----- INFORMATION GIVEN -----
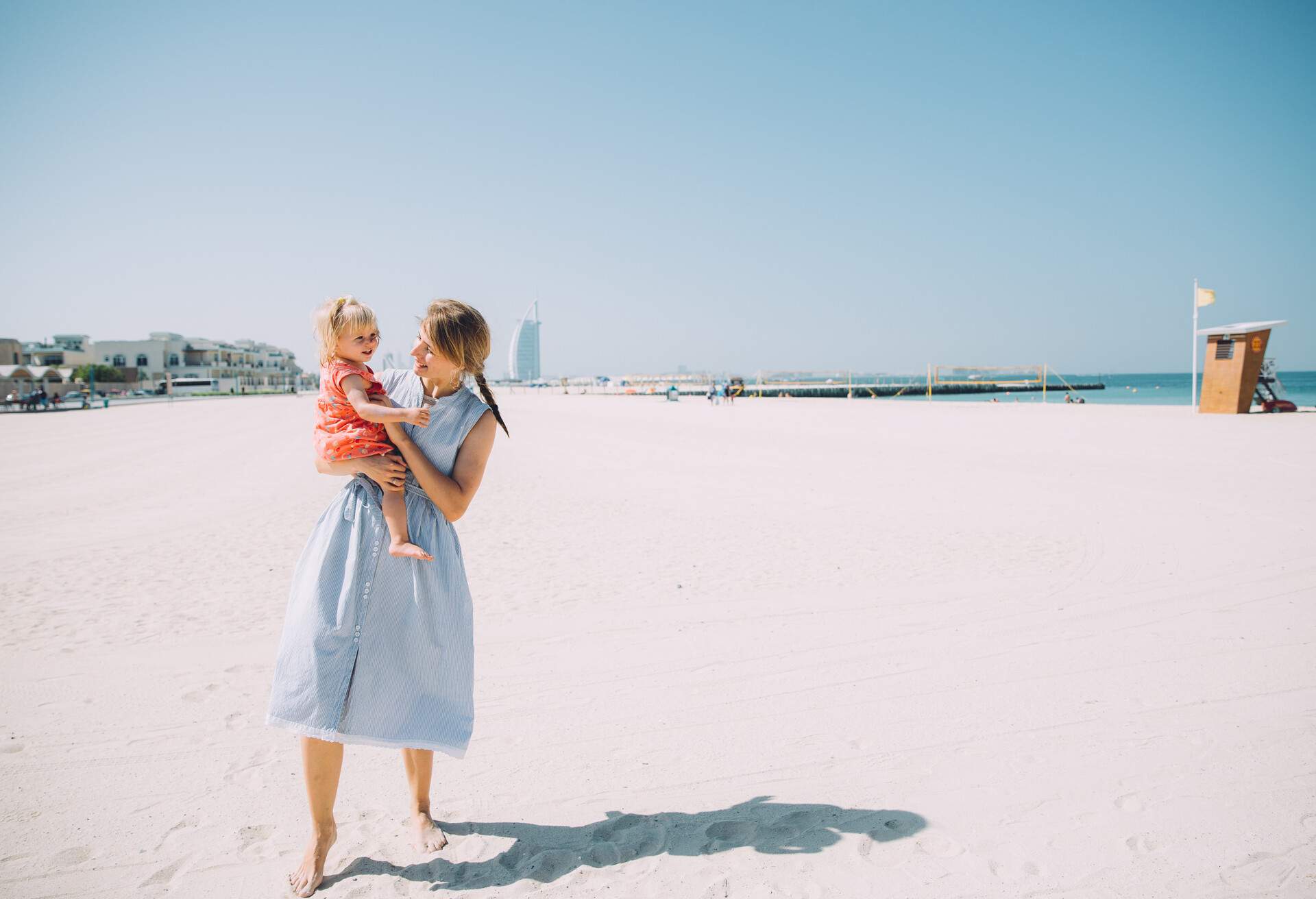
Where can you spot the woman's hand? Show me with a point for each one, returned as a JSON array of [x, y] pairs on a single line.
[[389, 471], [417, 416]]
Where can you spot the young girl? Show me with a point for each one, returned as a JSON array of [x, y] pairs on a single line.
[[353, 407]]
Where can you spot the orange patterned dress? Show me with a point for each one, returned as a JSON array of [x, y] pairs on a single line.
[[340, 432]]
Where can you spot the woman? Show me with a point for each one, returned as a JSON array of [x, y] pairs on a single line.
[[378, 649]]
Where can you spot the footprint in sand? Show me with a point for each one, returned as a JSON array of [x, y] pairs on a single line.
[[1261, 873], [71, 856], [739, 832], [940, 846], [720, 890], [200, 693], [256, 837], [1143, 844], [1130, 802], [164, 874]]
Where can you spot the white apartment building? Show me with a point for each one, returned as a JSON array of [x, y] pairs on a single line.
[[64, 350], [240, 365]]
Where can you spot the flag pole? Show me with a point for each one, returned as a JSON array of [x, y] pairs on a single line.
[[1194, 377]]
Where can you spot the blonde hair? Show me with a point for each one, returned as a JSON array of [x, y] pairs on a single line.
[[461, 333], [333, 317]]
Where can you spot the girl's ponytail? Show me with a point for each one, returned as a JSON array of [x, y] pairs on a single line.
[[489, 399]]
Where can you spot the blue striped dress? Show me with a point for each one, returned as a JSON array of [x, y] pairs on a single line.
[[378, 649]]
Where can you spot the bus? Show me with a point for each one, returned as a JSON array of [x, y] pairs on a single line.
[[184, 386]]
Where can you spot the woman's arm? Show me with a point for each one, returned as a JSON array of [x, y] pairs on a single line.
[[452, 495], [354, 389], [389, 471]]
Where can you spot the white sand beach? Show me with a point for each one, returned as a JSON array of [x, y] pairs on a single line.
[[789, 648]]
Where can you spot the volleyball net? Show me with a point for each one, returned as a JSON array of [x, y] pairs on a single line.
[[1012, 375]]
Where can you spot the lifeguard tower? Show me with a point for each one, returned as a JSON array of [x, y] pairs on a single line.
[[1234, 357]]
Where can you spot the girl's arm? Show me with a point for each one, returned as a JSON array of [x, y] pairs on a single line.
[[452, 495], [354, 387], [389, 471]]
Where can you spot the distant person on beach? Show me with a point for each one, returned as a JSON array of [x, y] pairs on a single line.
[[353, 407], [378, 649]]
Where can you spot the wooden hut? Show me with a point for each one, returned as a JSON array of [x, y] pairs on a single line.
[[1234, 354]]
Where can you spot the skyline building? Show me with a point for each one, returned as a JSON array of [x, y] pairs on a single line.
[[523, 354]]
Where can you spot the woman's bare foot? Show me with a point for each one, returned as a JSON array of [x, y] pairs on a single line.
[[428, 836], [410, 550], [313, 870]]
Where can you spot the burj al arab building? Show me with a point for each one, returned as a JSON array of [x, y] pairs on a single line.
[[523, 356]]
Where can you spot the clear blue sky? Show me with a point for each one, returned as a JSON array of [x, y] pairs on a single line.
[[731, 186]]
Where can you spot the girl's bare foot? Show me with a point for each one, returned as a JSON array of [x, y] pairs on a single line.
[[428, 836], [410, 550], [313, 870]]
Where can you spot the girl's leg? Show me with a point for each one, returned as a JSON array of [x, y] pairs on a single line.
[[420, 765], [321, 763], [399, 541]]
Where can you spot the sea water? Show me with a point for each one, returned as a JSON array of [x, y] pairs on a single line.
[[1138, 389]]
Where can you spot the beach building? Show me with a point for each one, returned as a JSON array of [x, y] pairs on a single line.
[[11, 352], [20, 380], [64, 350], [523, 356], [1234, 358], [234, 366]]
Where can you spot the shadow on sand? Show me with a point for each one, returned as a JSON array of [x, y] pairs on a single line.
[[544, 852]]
-----
----- INFORMATION GIVEN -----
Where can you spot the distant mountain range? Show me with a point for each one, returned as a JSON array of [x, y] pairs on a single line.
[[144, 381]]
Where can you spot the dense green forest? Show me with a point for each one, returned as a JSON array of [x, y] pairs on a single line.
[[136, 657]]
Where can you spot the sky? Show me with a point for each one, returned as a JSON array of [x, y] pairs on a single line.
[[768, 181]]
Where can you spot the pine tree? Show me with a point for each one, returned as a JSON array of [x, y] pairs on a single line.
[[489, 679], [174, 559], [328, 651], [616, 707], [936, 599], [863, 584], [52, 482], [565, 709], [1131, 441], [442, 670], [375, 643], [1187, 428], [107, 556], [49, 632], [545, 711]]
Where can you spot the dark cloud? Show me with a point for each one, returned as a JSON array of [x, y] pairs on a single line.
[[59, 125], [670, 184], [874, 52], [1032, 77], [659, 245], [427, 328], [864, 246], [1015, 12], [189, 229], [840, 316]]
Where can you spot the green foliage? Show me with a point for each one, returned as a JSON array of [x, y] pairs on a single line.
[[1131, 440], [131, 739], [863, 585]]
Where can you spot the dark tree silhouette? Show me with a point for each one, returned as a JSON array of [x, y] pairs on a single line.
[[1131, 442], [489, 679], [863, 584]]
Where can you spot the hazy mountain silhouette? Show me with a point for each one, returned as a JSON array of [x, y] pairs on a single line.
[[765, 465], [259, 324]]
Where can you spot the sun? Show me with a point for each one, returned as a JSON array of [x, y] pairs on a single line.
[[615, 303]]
-----
----- INFORMATION GIVEN -----
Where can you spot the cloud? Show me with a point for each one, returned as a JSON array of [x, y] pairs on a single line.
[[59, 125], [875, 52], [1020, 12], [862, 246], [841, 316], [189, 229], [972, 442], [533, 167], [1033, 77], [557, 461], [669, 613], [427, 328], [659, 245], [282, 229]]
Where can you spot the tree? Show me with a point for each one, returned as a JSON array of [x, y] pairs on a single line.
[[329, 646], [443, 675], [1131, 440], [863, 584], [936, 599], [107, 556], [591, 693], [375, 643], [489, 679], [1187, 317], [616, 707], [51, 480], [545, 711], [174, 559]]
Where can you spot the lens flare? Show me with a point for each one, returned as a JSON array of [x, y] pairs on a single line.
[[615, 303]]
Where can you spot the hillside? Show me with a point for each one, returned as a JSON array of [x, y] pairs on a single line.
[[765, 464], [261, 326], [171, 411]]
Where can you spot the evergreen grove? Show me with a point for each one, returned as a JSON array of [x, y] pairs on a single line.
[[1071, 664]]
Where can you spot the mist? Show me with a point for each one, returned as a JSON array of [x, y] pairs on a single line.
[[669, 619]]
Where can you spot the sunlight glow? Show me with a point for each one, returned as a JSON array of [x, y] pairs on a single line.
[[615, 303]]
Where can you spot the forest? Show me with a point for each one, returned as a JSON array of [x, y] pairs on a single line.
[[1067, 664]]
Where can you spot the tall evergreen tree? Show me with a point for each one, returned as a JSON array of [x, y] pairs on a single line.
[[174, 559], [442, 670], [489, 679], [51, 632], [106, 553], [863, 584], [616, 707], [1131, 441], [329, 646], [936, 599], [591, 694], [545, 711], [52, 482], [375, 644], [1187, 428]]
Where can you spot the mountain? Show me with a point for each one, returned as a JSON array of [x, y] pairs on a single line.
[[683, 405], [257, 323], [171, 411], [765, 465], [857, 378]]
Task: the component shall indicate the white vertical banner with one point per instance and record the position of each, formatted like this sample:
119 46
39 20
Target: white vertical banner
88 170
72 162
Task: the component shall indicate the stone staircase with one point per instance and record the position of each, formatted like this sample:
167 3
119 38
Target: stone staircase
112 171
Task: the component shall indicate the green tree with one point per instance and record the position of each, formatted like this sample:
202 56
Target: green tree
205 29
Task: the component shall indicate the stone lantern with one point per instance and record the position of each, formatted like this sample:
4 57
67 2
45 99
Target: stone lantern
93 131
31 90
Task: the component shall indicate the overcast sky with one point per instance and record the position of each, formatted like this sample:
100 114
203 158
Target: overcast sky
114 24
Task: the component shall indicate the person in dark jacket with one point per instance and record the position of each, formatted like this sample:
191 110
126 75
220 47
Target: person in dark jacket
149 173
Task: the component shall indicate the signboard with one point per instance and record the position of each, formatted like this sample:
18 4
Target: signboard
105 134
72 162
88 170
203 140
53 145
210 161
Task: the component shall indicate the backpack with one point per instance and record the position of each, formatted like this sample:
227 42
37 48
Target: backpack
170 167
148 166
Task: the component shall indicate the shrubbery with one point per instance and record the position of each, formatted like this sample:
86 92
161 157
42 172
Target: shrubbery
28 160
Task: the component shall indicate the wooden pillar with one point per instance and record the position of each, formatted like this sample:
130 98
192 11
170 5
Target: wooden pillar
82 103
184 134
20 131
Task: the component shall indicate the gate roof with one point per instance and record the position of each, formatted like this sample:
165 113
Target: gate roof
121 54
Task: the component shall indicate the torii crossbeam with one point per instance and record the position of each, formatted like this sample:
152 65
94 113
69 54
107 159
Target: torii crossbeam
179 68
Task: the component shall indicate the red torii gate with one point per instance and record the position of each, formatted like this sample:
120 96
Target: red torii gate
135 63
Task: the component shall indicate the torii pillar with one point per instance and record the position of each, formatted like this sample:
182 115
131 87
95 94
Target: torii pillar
-----
ABOUT THIS TASK >> Everything above from the line with "Task: the component shall indicate the stone lantern" to the line with "Target: torii pillar", both included, must be repeated exactly, and nothing outside that range.

EXERCISE ANSWER >>
Task: the component shall indicate the stone lantern with one point per instance and record the position of each, formatted like this sample:
4 57
67 2
45 99
Target: stone lantern
93 131
31 90
Task: the component shall indicate the overcast sky with one point per instance and record the position of each, formatted like this sample:
100 114
203 158
Target: overcast sky
114 24
Task: the component shall indicate the person in dark jacket with one point per instance and record the position of each, formatted like this sample:
191 110
126 75
220 47
Target: person in dark jacket
149 173
Task: the component shall indicate the signboard with one point per instance and record the position of each, formatted like this sample:
18 4
Target: signboard
105 134
72 162
88 170
203 140
53 145
210 161
Task: the component shall indicate the backpack with one point per instance and record the position of each, formatted like this sample:
227 42
37 48
Target: backpack
170 167
148 166
Task: the component shall indicate the shrubbery with one point per instance and record the position of each, formatted like this sample:
86 92
161 157
42 172
Target: shrubbery
28 160
Task: the component shall indicate the wooden pillar with one point per instance and record the position of each, formatted like this sample:
130 98
192 11
170 5
Target: wooden pillar
82 103
184 134
20 131
Task: the component shall indicate the gate roof with one point per instance and record the position of each, formatted like this sample:
165 113
Target: gate roof
121 54
Task: the component shall indicate the torii crossbeam with one point per instance and record the position of each, formatted like this sample:
152 65
94 113
69 54
107 159
Target: torii crossbeam
179 68
Task: the component shall indicate the red torii gate with one point per instance and record the position of each, formatted like this sample:
120 96
Target: red torii gate
135 63
Task: the component shall indicate the torii pillar with one point per instance and record the position of each, formatted like this sample:
182 115
131 87
95 94
Target: torii pillar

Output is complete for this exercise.